Start of Extract

Behind closed doors, the Senate is drawing closer to passing a health care bill that looks a lot like the widely disliked version that cleared the House.
Any agreement currently on the table would almost certainly result in millions fewer Americans having health coverage, including low-income workers on Medicaid. It could roll back some Obamacare protections for people with preexisting health conditions.
The votes still aren’t there, but a path has opened to get them. Republicans have negotiated for a month inside back rooms of the Senate. They plan no public hearings on the legislation. Some of their members are eager to vote soon, acknowledging that public pressure against the bill is only likely to grow as the summer wears on.
The speed and secrecy have pushed GOP senators toward compromise on policy disagreements that once appeared too great to bridge. They are discussing how to end the ACA’s Medicaid expansion over a number of years. They are coalescing around cuts to the entire Medicaid program — the big question being how large those cuts might be.
Senate leaders are pushing a compromise on how much to unwind Obamacare’s protections for people with preexisting medical conditions — though it could still leave those patients vulnerable to losing the comprehensive coverage they receive now.

End of Extract

_Exercises to complete_.
a – Can you reproduce the passage on the Senate health care bill word for word, between "Any agreement currently" and "preexisting health conditions.", inclusive?
b – Could you carry on the article about the Senate health care bill from the point where it ends?

Start of The data

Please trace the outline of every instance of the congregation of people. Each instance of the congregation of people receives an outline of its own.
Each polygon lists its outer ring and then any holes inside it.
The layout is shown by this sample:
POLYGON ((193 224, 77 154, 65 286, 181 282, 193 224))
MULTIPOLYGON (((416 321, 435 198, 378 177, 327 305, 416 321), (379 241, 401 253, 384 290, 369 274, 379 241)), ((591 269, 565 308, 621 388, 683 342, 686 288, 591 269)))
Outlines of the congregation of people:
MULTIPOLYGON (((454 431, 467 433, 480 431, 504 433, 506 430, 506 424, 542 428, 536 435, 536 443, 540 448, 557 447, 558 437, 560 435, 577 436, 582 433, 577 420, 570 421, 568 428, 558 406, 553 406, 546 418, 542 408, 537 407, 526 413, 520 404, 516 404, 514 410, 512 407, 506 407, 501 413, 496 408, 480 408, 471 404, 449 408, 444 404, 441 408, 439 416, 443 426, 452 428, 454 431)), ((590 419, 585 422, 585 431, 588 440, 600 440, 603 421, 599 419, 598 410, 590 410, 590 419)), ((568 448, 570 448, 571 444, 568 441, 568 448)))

End of The data

_Written answers_.
a –
Any agreement currently on the table would almost certainly result in millions fewer Americans having health coverage, including low-income workers on Medicaid. It could roll back some Obamacare protections for people with preexisting health conditions.

b –
There’s broad agreement to increase the money the House bill would spend subsidizing Americans who buy insurance on the individual market. That increase would probably improve, at least somewhat, the Congressional Budget Office’s projection that the House bill would cause 23 million fewer Americans to have health insurance a decade from now.
The effort could easily fail. Any trio of conservative or moderate senators could sink the bill. The “budget reconciliation” procedure Republicans are using to pass their plan without any Senate Democrats restricts what policies they can include, which makes negotiations a little more difficult. Disagreements over provisions covering abortion and funding for Planned Parenthood could prove too much to overcome.
Still, Senate leaders appear more optimistic that a deal is in sight.
“Slowly but surely, I think we’re gonna get there,” Sen. John Cornyn (R-TX), the No. 2 Republican, told reporters on Thursday. “We’re coming together.”
The Senate negotiations are picking up and taking up shape
No public hearings are expected on the bill, as the Senate is undertaking a deliberately more secretive process after the House’s raucous, though abbreviated, debate.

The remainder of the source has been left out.